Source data

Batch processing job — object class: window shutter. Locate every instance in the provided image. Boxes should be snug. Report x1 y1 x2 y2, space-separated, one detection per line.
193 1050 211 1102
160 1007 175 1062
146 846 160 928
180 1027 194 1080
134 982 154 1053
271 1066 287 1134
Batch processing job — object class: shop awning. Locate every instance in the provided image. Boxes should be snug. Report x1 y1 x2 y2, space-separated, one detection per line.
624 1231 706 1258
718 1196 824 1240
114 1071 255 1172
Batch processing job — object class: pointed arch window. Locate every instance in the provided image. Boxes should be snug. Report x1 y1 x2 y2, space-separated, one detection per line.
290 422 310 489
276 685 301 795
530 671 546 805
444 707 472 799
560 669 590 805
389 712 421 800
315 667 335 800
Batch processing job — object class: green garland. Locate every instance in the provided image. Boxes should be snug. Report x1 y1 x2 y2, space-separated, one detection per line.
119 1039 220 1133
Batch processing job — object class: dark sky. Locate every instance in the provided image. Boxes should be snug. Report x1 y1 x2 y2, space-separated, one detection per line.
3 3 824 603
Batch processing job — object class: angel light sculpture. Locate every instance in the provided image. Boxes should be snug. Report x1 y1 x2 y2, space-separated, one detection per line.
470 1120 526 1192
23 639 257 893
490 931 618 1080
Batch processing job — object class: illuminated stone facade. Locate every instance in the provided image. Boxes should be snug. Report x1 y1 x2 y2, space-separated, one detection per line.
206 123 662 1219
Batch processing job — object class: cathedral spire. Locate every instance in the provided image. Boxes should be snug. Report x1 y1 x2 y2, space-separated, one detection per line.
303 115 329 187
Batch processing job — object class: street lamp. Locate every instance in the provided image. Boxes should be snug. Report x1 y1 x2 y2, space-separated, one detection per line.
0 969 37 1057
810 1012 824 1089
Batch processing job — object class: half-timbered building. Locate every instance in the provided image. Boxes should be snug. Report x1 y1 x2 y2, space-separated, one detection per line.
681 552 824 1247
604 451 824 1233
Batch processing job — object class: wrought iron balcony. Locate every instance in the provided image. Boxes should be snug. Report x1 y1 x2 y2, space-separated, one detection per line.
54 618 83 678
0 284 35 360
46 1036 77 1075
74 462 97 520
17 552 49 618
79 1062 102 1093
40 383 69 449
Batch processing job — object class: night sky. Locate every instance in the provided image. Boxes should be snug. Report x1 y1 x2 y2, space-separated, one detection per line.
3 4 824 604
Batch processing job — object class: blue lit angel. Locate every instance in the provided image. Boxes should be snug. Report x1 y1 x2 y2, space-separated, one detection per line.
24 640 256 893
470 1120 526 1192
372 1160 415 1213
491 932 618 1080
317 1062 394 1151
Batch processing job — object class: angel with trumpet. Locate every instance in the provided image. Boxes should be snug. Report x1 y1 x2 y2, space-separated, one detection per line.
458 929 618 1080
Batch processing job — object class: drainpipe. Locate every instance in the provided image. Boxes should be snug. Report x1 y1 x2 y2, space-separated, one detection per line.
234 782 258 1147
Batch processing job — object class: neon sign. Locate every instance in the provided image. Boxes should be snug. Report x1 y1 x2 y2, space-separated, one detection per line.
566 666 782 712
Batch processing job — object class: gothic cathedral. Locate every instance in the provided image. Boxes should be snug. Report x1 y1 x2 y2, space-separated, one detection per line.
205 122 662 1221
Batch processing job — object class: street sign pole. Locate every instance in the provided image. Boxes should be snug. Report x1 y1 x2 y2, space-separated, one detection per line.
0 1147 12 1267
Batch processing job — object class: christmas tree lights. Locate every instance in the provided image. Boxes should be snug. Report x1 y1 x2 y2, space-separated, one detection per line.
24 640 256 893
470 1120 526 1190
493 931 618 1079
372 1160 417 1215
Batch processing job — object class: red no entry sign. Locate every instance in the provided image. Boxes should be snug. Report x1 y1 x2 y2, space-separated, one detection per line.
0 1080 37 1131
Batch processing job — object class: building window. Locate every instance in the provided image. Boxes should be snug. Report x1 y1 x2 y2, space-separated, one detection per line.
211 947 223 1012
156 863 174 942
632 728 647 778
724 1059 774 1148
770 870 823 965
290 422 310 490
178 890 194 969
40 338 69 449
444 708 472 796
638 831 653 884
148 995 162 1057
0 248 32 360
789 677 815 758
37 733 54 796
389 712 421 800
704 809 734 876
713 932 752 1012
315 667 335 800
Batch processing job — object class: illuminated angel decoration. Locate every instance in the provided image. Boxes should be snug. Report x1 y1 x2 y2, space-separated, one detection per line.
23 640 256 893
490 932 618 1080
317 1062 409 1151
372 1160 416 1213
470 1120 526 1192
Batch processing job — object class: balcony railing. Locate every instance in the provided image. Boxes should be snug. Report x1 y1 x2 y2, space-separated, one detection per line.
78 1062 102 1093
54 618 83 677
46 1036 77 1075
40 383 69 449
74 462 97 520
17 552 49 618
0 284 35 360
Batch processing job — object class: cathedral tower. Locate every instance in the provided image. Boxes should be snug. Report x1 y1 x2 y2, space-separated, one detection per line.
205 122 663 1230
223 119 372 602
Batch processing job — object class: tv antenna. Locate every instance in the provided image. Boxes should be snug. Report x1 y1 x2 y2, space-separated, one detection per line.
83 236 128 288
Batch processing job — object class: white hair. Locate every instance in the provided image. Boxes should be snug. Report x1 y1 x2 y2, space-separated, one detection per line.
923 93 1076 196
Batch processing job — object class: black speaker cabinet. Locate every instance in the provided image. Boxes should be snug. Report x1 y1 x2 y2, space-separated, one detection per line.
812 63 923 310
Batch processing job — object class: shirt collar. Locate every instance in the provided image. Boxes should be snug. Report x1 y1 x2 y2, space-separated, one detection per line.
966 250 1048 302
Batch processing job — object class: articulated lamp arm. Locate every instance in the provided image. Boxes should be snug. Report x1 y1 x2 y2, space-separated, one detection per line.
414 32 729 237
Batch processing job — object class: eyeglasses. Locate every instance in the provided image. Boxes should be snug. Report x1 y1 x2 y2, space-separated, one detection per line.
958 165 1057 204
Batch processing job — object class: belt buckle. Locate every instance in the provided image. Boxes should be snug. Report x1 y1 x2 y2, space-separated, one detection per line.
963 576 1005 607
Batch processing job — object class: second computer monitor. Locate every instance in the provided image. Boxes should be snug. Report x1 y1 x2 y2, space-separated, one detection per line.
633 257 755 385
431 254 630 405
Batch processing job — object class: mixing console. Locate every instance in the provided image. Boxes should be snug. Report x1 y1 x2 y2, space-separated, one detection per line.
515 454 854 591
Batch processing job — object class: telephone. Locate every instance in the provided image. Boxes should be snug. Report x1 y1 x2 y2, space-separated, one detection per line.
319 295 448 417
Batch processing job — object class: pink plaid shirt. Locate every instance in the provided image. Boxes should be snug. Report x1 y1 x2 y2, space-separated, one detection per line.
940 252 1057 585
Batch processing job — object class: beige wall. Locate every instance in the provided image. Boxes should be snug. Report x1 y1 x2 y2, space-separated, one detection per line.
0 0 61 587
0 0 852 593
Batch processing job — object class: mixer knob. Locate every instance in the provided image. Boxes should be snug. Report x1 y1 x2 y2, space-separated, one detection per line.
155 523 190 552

Given problem
Rewrite all the records, replacing "Boxes should be snug" with "Boxes must fit tightly" wherever it occurs and leaving everything else unchanged.

Correct response
Batch processing job — object class: window shutter. Locate every instance in the provided image. Boxes must fit tightly. Report x1 y1 x2 y2, space-separated, one detection per line.
193 1050 211 1102
160 1007 175 1062
146 846 160 928
180 1027 194 1080
134 982 154 1053
271 1066 287 1134
Batch processing job — object class: shop awning. Locate every instance in the provided image. Boxes must fit tightly. Report x1 y1 x2 y2, space-separated, one detection per line.
624 1231 706 1258
718 1196 824 1240
114 1071 255 1172
Batch processing job — object class: pointed arch window. Locate every instance in the provided image. Boxes must fit tightly. Report x1 y1 x2 y2, space-separated, one detection per line.
290 422 310 489
276 685 301 795
530 671 546 805
444 707 472 799
560 669 590 805
389 712 421 800
315 667 335 800
Batch processing job — object class: green garland. Locate every instance in the provided image. Boxes must fit tightly. Report x1 y1 x2 y2, space-separated, one detection per line.
119 1039 220 1133
Batch processing job — object class: dark sky. Locate every instance in the provided image. Boxes must fit tightly. Report x1 y1 x2 y2, space-separated, one detection per line.
3 3 824 603
Batch processing job — object class: angel light sculpture. Locate every instance in the provided image. Boxes must fit tightly. Report x1 y1 x2 y2, space-separated, one detection per line.
470 1120 526 1192
23 639 257 893
490 931 618 1080
Batch processing job — object class: illuminated stone facade. Locate every instance in the provided image. Boxes must fit tightly. Report x1 y1 x2 y2, space-separated, one detection per line.
206 123 662 1219
Batch processing job — object class: cathedral spire. Locate every instance in the provided image. Boxes must fit tightly. Report x1 y1 x2 y2, space-separated, one detection per line.
303 115 329 187
Batch processing job — object class: street lamp. Locate every instance in the provided image. Boxes must fit tightly. Report x1 y1 x2 y2, space-separated, one detection per line.
0 969 37 1057
810 1012 824 1089
Batch processing job — object class: half-timbered building. Locate every instance in the provided image. Boxes must fit tightly. Report x1 y1 x2 y2, space-separated, one detection per line.
681 552 824 1247
604 451 824 1233
Batch processing job — object class: wrought iron balcony. Locate every instance in the provided image. Boxes must fit tightly. Report x1 y1 x2 y2, space-separated, one detection per line.
54 618 83 678
0 284 35 360
46 1036 77 1075
74 462 97 520
17 552 49 618
79 1062 102 1093
40 383 69 449
Batch processing job — object class: night sky. Locate every instance in the provided image. Boxes must fit tightly. Report x1 y1 x2 y2, space-separated, one detection per line.
3 4 824 604
Batch processing job — object class: blue lit angel. Locate every instance in the provided image. Boxes must fit tightly. Report x1 y1 x2 y2, space-separated, one detection per line.
24 640 256 893
470 1120 526 1192
372 1160 415 1213
491 932 618 1080
317 1062 394 1151
Batch processing job — object class: angel with trumpet. Locate every instance in the provided image. Boxes must fit tightly. Report x1 y1 x2 y2, space-separated, one detection per line.
458 929 618 1080
Batch processing job — object class: drainpipe. Locate every instance in the provided image. Boxes must fit tightly. Report x1 y1 x2 y2, space-separated, one detection per line.
234 782 258 1147
Batch processing job — object class: neon sign. Locate every instance in the provided image. Boxes must fit tightly. Report x1 y1 x2 y2, space-separated, one detection per line.
566 666 782 712
Batch processing job — object class: gothic cathedral. Locate every instance in the provided image. Boxes must fit tightly. Report x1 y1 x2 y2, space-separated, one detection per line.
205 122 662 1221
Batch processing job — object class: street sign pole. Locate every instance in the provided image. Boxes must fit tightly. Report x1 y1 x2 y2, space-separated, one detection per line.
0 1147 12 1267
Batch processing job — object class: christmas tree lights. Locate every instance in the provided image. Boxes must fit tightly. Report x1 y1 x2 y2, space-separated, one detection per line.
24 640 256 893
470 1120 526 1190
493 931 618 1079
372 1160 417 1215
Batch processing job — object class: red no entry sign. Locate every instance in the provided image. Boxes must fit tightly. Report x1 y1 x2 y2, space-separated, one detection per line.
0 1080 37 1131
Batch processing job — object class: building window. Locate every instance in the provided image. Boxes must fit tightly. Report x1 y1 x2 y2, space-separated, one detection per line.
211 947 223 1012
156 863 174 942
632 728 647 778
724 1059 774 1148
770 870 823 965
290 422 310 490
178 890 194 969
40 338 69 449
444 708 472 796
638 831 653 884
148 995 162 1057
0 248 32 360
789 677 815 758
37 733 54 796
389 712 421 800
704 809 734 876
713 932 752 1012
315 667 335 800
Batch processing job — object class: illuminated angel decoration. Locate every instance in the provided image. Boxes must fit tightly. Report x1 y1 x2 y2, space-separated, one detection per line.
23 640 256 893
490 932 618 1080
317 1062 409 1151
372 1160 416 1213
470 1120 526 1192
Batch processing job — object class: balcony railing. Locate every instance in the provided image. Boxes must fit tightly. Report x1 y1 x2 y2, space-separated, one detection per line.
78 1062 102 1093
54 618 83 677
46 1036 77 1075
40 383 69 449
74 462 97 520
17 552 49 618
0 284 35 360
Batch processing job — object class: cathedral tower. Locate every instance in the provided image. Boxes must fit tightly. Report x1 y1 x2 y2, space-separated, one detection per line.
205 122 663 1230
223 119 372 602
Batch processing job — object class: tv antenna. Locate every instance in the provided image. Boxes must fit tightly. Report x1 y1 x2 y2, space-separated, one detection per line.
83 236 128 288
Batch processing job — object class: white hair. Locate every instance in the provided image. Boxes must fit tightly. Report x1 y1 x2 y2, space-separated, one detection per line.
923 93 1076 196
Batch processing job — object class: black speaker cabinet. Locate every instance in the provided image. Boxes must fit tightly. Report x1 y1 x2 y2, space-separated, one detection per line.
812 63 923 310
Batch processing job — object class: shirt collar. Locate every instance in the provided image. Boxes must fit tightly. Report x1 y1 x2 y2, space-separated, one detection per line.
966 250 1048 302
Batch processing job — object class: articulated lamp arm. Locate every instance in the provided image. Boxes must fit tightly. Report x1 y1 x2 y2, space-separated, one detection per line.
414 32 729 237
Batch processing job — object class: eyeglasses. Locate every instance in the provided image. Boxes must fit tightly. Report x1 y1 x2 y2, space-separated, one detection per line.
958 165 1057 204
Batch processing job — object class: belt buckle. Locate every instance in the provided image. Boxes must fit tightly. Report x1 y1 x2 y2, space-separated, one detection per line.
963 576 1005 607
Batch processing job — object class: second computer monitor. Locate every instance in the provided image. Boxes must fit tightly. Report x1 y1 x2 y2, space-separated, one detection per line.
633 257 755 385
431 254 630 405
Batch processing job — object class: mixing console. Locate every instance in the provided image. Boxes must fit tightly. Report x1 y1 x2 y2, space-separated, one detection per line.
515 454 854 591
Batch processing job — object class: telephone. Locate every instance in the provided image. Boxes must fit tightly. Report x1 y1 x2 y2, space-separated, one detection per line.
319 295 448 417
Batch processing job — object class: pink plaid shirt. Locate every instance in the provided image. Boxes must fit tightly. Report x1 y1 x2 y2, space-separated, one detection per line.
940 252 1057 585
Batch processing job — object class: beige wall. Locate every instance in the provided image. Boxes must fit tightly. Report x1 y1 x2 y2, space-separated, one detection per line.
0 0 61 587
0 0 852 593
Batch processing job — object class: mixer knob. Locate every instance in the provided image. Boxes must fit tightly. Report x1 y1 x2 y2, space-separated, one detection per line.
155 523 190 552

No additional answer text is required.